Segment Start: Record excerpts

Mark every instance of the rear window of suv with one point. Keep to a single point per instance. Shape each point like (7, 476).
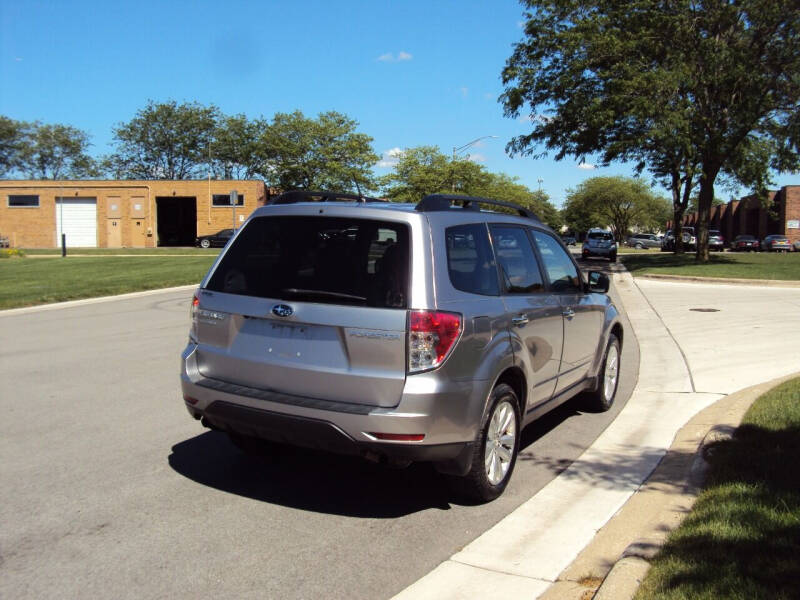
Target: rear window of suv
(327, 260)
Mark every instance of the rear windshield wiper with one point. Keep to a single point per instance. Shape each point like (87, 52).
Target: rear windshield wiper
(322, 294)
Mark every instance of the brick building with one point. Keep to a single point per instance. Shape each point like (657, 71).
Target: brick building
(122, 214)
(781, 215)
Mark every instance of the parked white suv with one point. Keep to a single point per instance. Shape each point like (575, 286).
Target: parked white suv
(399, 332)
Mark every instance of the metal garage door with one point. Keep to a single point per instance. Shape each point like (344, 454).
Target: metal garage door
(78, 216)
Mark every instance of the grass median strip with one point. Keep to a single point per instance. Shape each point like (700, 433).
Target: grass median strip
(742, 538)
(760, 265)
(27, 282)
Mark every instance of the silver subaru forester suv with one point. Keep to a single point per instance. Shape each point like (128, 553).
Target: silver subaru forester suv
(398, 332)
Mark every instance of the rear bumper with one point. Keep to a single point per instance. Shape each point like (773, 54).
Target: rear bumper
(318, 434)
(447, 413)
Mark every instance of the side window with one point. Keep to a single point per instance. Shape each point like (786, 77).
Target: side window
(559, 267)
(470, 261)
(518, 266)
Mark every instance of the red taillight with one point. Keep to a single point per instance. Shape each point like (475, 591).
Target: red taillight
(431, 335)
(399, 437)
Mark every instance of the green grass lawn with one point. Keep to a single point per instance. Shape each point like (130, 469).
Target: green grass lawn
(126, 251)
(29, 281)
(737, 265)
(742, 538)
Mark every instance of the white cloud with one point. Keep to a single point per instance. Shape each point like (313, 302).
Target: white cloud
(390, 57)
(390, 158)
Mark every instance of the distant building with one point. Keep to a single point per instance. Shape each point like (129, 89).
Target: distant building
(747, 215)
(122, 214)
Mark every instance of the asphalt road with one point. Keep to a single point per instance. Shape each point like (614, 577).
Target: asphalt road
(109, 489)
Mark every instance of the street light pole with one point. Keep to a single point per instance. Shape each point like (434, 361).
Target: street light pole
(457, 149)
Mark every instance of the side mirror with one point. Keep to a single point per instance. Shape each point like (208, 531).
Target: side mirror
(598, 282)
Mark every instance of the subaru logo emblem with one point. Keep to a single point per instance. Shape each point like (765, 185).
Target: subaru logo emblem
(281, 310)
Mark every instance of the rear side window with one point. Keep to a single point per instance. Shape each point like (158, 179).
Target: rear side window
(318, 259)
(518, 266)
(470, 261)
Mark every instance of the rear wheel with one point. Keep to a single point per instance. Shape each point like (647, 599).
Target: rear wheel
(602, 397)
(495, 454)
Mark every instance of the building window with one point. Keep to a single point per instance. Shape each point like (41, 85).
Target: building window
(225, 200)
(24, 201)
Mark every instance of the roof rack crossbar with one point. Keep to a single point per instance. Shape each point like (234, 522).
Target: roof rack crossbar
(442, 202)
(295, 196)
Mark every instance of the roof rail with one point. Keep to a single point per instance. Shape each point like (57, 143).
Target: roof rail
(442, 202)
(307, 196)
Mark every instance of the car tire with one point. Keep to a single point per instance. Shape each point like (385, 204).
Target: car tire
(602, 397)
(495, 453)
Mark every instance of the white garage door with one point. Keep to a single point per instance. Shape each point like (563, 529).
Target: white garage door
(78, 217)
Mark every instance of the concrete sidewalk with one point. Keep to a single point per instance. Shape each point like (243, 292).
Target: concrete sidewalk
(690, 359)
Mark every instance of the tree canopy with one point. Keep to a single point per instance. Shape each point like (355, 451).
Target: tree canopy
(323, 153)
(426, 170)
(687, 88)
(622, 203)
(44, 151)
(164, 140)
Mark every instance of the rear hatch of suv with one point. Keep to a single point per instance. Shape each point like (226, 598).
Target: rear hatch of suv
(312, 307)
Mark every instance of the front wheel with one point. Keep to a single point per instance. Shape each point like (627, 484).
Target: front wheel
(495, 453)
(602, 397)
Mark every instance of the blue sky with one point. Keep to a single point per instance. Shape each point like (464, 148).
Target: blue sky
(410, 72)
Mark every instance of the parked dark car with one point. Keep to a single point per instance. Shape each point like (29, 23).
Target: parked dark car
(689, 240)
(776, 243)
(715, 240)
(744, 243)
(569, 239)
(643, 240)
(217, 240)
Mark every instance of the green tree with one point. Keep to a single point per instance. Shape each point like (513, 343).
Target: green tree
(426, 170)
(14, 137)
(504, 187)
(691, 88)
(325, 153)
(164, 141)
(235, 152)
(619, 202)
(55, 152)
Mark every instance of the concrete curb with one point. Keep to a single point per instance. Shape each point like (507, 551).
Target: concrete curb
(719, 421)
(720, 280)
(70, 303)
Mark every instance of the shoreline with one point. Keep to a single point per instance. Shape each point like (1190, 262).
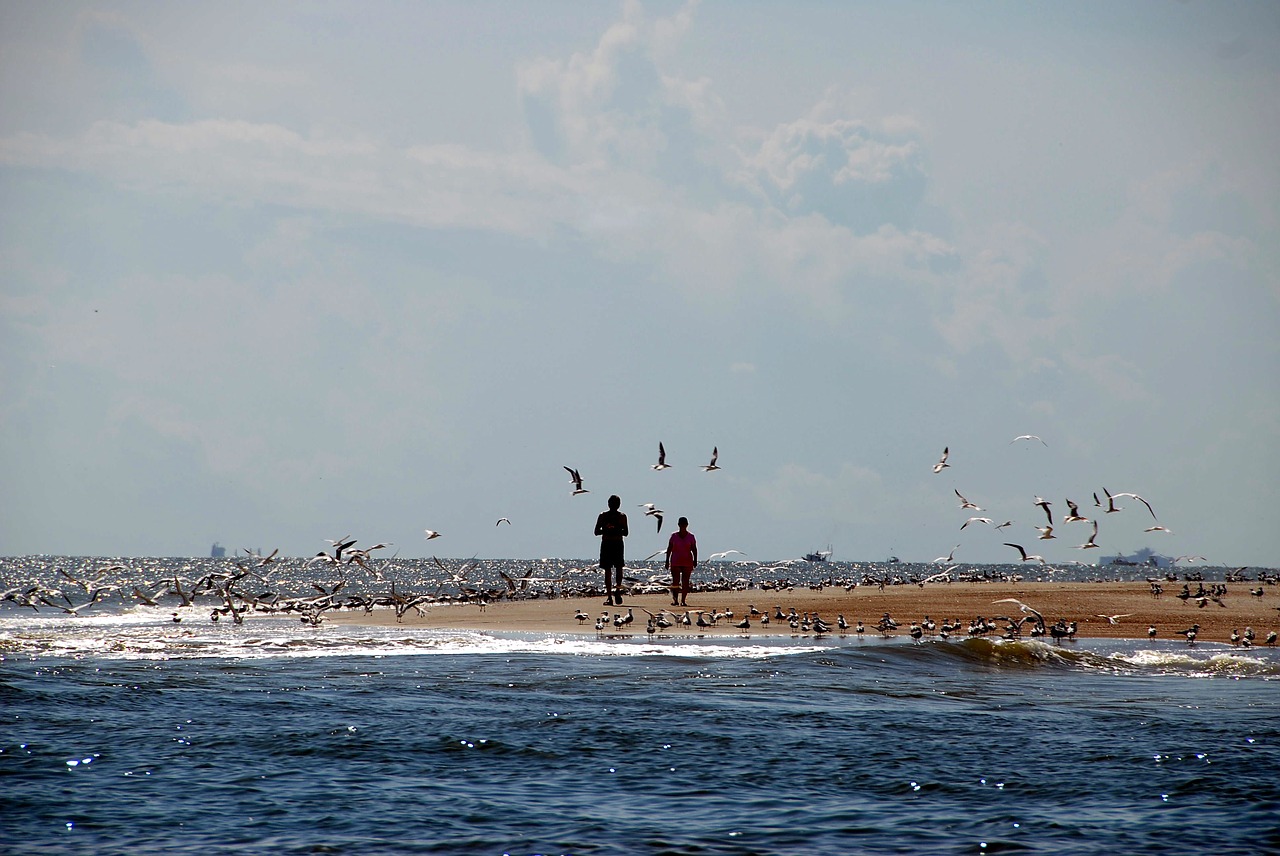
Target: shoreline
(1133, 605)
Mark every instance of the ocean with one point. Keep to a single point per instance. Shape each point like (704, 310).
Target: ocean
(126, 732)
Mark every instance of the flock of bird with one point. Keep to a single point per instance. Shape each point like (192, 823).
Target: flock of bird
(1046, 532)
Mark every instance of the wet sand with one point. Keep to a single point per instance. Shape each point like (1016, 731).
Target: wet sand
(1083, 603)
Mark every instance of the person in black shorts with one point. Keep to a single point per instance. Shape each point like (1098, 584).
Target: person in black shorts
(612, 527)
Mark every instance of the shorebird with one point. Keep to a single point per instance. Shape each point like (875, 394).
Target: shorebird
(576, 481)
(1091, 544)
(1073, 515)
(947, 559)
(1112, 498)
(1045, 504)
(1025, 557)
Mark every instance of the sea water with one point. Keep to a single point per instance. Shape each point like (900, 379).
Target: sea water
(123, 732)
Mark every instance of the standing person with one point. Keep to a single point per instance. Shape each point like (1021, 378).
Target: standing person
(681, 561)
(612, 527)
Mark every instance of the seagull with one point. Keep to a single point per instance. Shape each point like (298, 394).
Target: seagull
(653, 511)
(1091, 544)
(1073, 515)
(1025, 557)
(1045, 504)
(577, 481)
(946, 559)
(1134, 497)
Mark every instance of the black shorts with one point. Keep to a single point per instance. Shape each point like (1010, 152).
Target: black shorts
(611, 554)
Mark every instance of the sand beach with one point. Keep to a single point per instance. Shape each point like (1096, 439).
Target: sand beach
(1086, 603)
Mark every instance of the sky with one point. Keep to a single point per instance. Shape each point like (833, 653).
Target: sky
(274, 274)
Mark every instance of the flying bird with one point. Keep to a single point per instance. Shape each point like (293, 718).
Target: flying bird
(1091, 544)
(576, 481)
(1045, 504)
(1073, 515)
(1025, 557)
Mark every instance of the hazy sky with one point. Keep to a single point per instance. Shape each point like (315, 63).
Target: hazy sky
(280, 273)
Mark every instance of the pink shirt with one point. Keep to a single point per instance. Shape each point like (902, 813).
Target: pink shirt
(681, 548)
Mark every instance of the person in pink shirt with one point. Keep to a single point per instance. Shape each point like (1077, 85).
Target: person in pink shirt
(681, 561)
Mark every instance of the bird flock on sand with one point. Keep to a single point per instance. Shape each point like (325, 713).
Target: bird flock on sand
(246, 586)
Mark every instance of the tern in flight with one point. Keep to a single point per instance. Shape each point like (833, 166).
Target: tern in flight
(577, 481)
(1025, 557)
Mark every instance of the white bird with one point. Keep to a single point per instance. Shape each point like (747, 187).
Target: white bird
(1073, 513)
(576, 480)
(946, 559)
(1025, 557)
(1043, 503)
(1112, 497)
(1091, 544)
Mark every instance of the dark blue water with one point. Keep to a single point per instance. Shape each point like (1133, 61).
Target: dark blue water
(122, 732)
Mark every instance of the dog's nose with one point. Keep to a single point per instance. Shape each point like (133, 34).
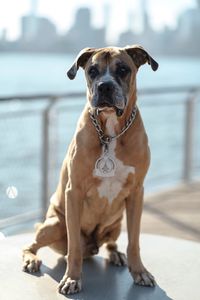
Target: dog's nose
(105, 88)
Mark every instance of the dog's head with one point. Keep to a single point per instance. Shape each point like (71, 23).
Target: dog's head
(110, 74)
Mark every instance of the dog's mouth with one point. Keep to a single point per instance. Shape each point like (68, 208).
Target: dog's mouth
(108, 107)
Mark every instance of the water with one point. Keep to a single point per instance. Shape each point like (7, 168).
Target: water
(21, 139)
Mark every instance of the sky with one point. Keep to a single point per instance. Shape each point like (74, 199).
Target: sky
(116, 14)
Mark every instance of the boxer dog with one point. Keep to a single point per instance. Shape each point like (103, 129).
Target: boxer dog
(103, 171)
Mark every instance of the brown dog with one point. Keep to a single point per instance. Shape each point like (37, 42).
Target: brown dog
(103, 171)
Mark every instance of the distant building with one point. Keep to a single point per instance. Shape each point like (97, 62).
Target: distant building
(37, 33)
(188, 31)
(83, 34)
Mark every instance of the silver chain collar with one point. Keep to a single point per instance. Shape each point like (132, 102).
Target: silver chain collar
(105, 139)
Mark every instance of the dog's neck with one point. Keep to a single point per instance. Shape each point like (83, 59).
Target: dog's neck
(111, 123)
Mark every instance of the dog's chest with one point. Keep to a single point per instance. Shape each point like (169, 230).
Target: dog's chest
(112, 187)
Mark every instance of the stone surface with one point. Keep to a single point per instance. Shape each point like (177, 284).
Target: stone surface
(175, 264)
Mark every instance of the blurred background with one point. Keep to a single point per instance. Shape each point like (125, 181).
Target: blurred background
(39, 105)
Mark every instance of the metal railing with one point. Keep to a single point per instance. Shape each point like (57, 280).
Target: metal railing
(191, 95)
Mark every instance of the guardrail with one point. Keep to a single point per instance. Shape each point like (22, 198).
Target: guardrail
(190, 95)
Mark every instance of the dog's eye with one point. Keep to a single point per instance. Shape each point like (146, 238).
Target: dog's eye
(93, 72)
(122, 71)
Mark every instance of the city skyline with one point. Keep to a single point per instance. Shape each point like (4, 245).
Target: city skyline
(104, 13)
(40, 34)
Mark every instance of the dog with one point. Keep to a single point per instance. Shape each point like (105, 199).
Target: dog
(103, 171)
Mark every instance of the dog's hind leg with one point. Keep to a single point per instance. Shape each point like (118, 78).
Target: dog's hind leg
(47, 234)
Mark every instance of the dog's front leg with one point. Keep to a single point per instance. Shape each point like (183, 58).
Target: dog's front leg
(134, 205)
(71, 282)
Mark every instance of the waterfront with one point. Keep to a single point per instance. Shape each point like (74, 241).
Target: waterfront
(20, 137)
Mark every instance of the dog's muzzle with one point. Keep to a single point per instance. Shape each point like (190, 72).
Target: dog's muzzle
(107, 97)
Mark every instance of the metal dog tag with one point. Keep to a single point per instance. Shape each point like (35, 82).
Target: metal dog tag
(105, 166)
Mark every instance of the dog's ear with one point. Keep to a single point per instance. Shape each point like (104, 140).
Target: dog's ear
(80, 61)
(140, 56)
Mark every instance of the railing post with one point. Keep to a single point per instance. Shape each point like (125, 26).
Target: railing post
(189, 138)
(45, 156)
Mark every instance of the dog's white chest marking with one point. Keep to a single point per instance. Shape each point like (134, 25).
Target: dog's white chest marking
(110, 187)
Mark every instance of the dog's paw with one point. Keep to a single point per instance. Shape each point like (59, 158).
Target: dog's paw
(31, 263)
(117, 258)
(69, 286)
(144, 278)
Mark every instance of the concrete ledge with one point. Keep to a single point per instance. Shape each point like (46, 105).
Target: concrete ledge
(175, 264)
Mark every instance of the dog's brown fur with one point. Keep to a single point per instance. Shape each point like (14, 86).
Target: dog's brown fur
(79, 220)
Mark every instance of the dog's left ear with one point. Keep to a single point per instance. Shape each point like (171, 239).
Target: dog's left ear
(140, 56)
(80, 61)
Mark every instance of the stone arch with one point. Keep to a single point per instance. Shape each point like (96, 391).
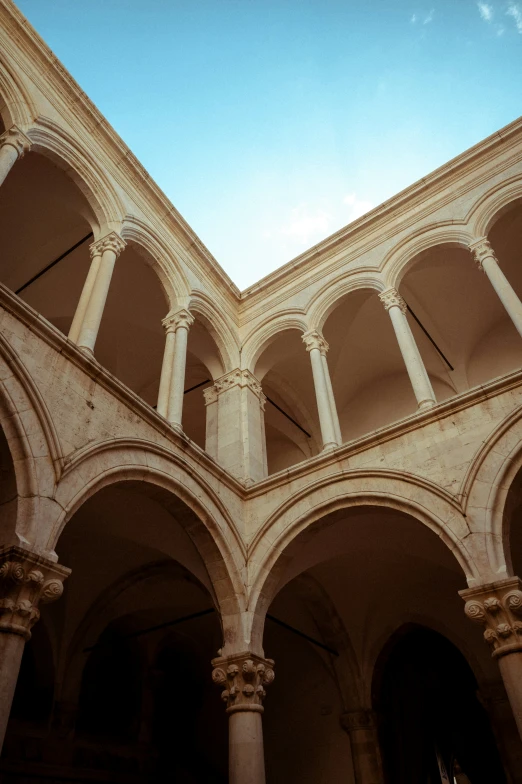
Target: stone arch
(16, 106)
(493, 204)
(52, 141)
(34, 446)
(157, 255)
(203, 307)
(302, 514)
(267, 332)
(198, 509)
(404, 255)
(331, 295)
(486, 487)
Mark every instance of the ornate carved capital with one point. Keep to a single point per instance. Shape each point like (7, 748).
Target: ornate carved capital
(16, 138)
(111, 241)
(313, 339)
(498, 607)
(482, 250)
(26, 579)
(240, 378)
(392, 299)
(243, 678)
(358, 720)
(181, 318)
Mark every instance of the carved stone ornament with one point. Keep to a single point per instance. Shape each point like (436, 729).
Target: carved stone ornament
(111, 241)
(482, 250)
(358, 720)
(181, 318)
(239, 378)
(497, 607)
(26, 579)
(243, 678)
(314, 339)
(392, 299)
(16, 138)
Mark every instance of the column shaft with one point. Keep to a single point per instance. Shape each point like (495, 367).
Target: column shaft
(85, 296)
(419, 378)
(166, 372)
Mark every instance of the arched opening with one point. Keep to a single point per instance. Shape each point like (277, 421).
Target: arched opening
(136, 629)
(291, 423)
(432, 722)
(380, 568)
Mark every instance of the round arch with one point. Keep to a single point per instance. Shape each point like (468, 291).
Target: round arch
(302, 514)
(404, 255)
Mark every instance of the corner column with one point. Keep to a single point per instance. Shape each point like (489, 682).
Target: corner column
(243, 677)
(422, 388)
(488, 263)
(235, 435)
(26, 579)
(13, 145)
(498, 607)
(109, 248)
(362, 728)
(175, 361)
(317, 347)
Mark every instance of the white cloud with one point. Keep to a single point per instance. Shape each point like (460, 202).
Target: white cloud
(485, 11)
(515, 12)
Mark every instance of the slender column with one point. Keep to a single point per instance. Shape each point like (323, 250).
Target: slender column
(168, 362)
(498, 607)
(396, 307)
(243, 678)
(487, 262)
(96, 253)
(366, 756)
(13, 145)
(26, 579)
(316, 345)
(111, 246)
(182, 320)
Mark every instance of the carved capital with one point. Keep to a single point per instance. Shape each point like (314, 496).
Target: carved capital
(498, 607)
(181, 318)
(482, 250)
(16, 138)
(111, 241)
(313, 339)
(392, 299)
(240, 378)
(358, 720)
(26, 579)
(243, 678)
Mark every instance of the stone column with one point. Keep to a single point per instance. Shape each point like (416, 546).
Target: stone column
(26, 579)
(243, 678)
(235, 434)
(181, 323)
(396, 307)
(95, 251)
(487, 262)
(166, 368)
(13, 145)
(498, 607)
(317, 347)
(366, 755)
(110, 247)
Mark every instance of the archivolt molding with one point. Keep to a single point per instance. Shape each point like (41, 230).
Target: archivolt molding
(260, 338)
(330, 296)
(226, 340)
(404, 255)
(51, 140)
(492, 204)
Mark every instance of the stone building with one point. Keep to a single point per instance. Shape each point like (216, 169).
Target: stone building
(324, 469)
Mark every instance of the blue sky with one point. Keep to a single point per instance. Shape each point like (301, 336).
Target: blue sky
(271, 124)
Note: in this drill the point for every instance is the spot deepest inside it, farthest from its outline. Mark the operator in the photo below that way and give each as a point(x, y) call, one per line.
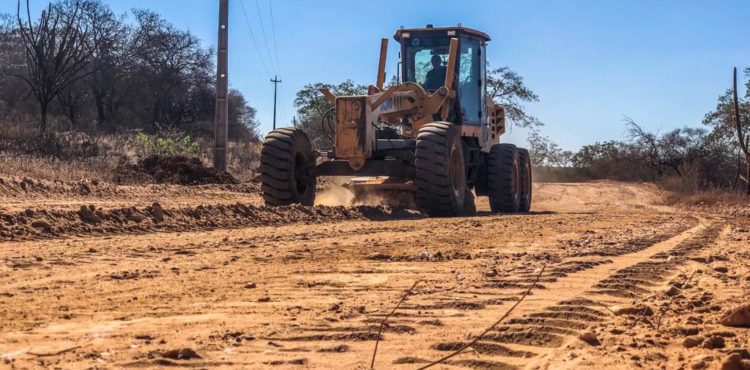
point(435, 78)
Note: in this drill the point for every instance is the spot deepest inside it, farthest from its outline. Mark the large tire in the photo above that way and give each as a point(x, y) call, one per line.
point(440, 170)
point(287, 168)
point(503, 178)
point(525, 177)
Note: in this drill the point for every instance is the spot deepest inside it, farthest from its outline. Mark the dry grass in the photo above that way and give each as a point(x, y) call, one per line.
point(75, 156)
point(48, 168)
point(708, 197)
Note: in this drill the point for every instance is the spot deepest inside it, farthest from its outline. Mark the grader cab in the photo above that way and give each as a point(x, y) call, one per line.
point(435, 134)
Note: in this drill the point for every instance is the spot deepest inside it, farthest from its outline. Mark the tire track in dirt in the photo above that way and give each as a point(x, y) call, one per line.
point(38, 224)
point(539, 331)
point(552, 325)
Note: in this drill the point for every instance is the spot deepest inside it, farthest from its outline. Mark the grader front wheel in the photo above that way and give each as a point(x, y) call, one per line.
point(287, 168)
point(504, 178)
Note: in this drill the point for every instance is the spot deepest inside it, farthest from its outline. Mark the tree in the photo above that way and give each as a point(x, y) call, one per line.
point(242, 122)
point(171, 69)
point(312, 107)
point(506, 88)
point(58, 50)
point(725, 134)
point(545, 152)
point(742, 136)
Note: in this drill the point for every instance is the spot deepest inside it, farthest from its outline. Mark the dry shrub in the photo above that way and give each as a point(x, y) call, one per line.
point(708, 197)
point(244, 160)
point(54, 169)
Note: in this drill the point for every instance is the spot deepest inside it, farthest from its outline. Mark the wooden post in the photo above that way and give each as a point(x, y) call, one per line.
point(276, 83)
point(381, 65)
point(221, 133)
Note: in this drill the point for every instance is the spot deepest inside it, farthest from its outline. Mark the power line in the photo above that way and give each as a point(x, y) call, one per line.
point(265, 37)
point(255, 42)
point(273, 34)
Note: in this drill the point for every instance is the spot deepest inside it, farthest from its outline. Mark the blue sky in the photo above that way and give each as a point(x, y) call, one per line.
point(663, 63)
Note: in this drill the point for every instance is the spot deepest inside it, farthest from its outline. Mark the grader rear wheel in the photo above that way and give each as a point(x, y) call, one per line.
point(287, 168)
point(440, 170)
point(525, 178)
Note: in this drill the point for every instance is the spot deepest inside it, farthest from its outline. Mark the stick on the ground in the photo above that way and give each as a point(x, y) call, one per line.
point(480, 336)
point(382, 323)
point(60, 352)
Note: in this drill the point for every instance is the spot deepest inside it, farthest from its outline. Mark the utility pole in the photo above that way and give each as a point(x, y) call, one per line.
point(221, 134)
point(276, 83)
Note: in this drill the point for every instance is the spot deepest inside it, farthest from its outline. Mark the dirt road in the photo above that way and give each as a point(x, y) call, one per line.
point(309, 288)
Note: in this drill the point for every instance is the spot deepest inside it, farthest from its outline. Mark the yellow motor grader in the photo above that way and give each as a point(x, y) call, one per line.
point(435, 134)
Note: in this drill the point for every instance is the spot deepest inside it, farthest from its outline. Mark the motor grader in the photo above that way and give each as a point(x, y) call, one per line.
point(435, 134)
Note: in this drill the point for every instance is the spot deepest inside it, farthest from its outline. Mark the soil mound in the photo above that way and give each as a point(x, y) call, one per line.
point(178, 170)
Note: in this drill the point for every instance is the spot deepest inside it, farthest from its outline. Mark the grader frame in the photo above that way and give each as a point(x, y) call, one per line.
point(412, 138)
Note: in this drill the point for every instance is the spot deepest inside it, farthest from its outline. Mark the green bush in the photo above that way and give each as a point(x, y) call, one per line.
point(168, 145)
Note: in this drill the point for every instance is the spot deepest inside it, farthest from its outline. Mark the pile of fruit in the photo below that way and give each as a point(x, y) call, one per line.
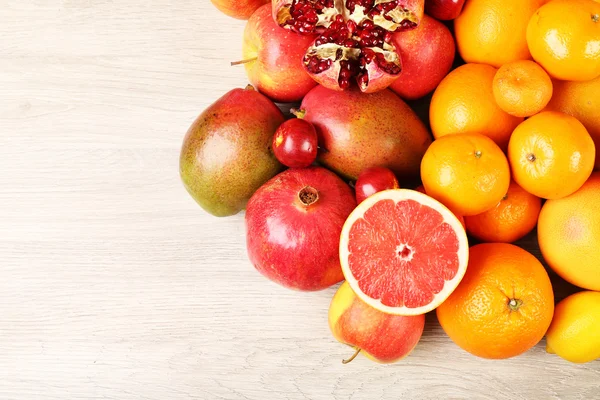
point(515, 129)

Segment End: Record excerpts

# Directions for this task
Copy out the range of lines above starting at the line with "Target: asphalt road" and ending at the line with "Mark every instance of the rear side", exactly and including both.

# Written reply
Target: asphalt road
(109, 489)
Mark every instance of the street light pole with one point. Keep to a single point per instance. Shape each point like (434, 361).
Target: street light pole
(457, 149)
Mark every instance of the side mirror with one point. Keep to a single point per instance. Shape each point like (208, 531).
Target: side mirror
(598, 282)
Mark every instance of the subaru logo emblem with one point. Keep to a single point per instance. Shape each point like (765, 185).
Target: subaru logo emblem
(281, 310)
Mark every instance of the rear side window with one point. Keep to a single point per instance. Shape each point like (158, 179).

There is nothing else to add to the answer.